> WHAT IS REQUIRED:
Your output should be the lines of the data that follow, reproduced exactly from the first through the line bearing "positive clicks: (443, 213) (435, 219)".

> Dataset entries:
==========

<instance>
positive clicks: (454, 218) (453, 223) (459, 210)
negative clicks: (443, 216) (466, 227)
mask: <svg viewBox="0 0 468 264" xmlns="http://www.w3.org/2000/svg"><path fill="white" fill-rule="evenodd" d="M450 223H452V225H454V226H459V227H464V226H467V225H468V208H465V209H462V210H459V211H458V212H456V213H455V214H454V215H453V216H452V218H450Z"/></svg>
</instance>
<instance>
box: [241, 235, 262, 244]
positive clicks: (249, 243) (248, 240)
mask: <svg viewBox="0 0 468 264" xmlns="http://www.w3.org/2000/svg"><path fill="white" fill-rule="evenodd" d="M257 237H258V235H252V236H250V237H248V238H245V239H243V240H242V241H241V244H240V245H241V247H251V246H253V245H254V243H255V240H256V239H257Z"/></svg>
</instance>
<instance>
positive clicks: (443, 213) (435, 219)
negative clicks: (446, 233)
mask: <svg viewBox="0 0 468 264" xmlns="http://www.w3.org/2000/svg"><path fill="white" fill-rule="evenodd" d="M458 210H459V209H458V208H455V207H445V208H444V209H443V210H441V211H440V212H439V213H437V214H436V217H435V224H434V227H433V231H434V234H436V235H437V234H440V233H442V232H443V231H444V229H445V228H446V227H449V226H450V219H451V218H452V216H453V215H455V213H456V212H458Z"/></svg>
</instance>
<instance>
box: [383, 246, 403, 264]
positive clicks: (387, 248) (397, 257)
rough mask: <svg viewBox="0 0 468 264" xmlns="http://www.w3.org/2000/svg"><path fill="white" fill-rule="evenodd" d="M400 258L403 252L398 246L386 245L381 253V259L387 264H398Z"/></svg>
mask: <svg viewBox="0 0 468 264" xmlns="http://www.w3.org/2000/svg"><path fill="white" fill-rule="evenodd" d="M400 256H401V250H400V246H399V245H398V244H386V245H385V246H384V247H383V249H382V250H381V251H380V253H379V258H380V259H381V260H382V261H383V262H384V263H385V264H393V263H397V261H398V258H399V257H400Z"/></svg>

==========

> WRITTEN SOLUTION:
<instance>
positive clicks: (454, 218) (453, 223) (459, 210)
negative clicks: (443, 216) (466, 227)
mask: <svg viewBox="0 0 468 264" xmlns="http://www.w3.org/2000/svg"><path fill="white" fill-rule="evenodd" d="M450 223H452V225H454V226H459V227H464V226H467V225H468V208H465V209H462V210H459V211H458V212H456V213H455V214H454V215H453V216H452V218H450Z"/></svg>
</instance>
<instance>
box: [241, 235, 262, 244]
positive clicks: (249, 243) (248, 240)
mask: <svg viewBox="0 0 468 264" xmlns="http://www.w3.org/2000/svg"><path fill="white" fill-rule="evenodd" d="M257 237H258V235H252V236H250V237H248V238H245V239H243V240H242V241H241V244H240V245H241V247H251V246H253V245H254V243H255V240H256V239H257Z"/></svg>
</instance>
<instance>
positive clicks: (443, 213) (435, 219)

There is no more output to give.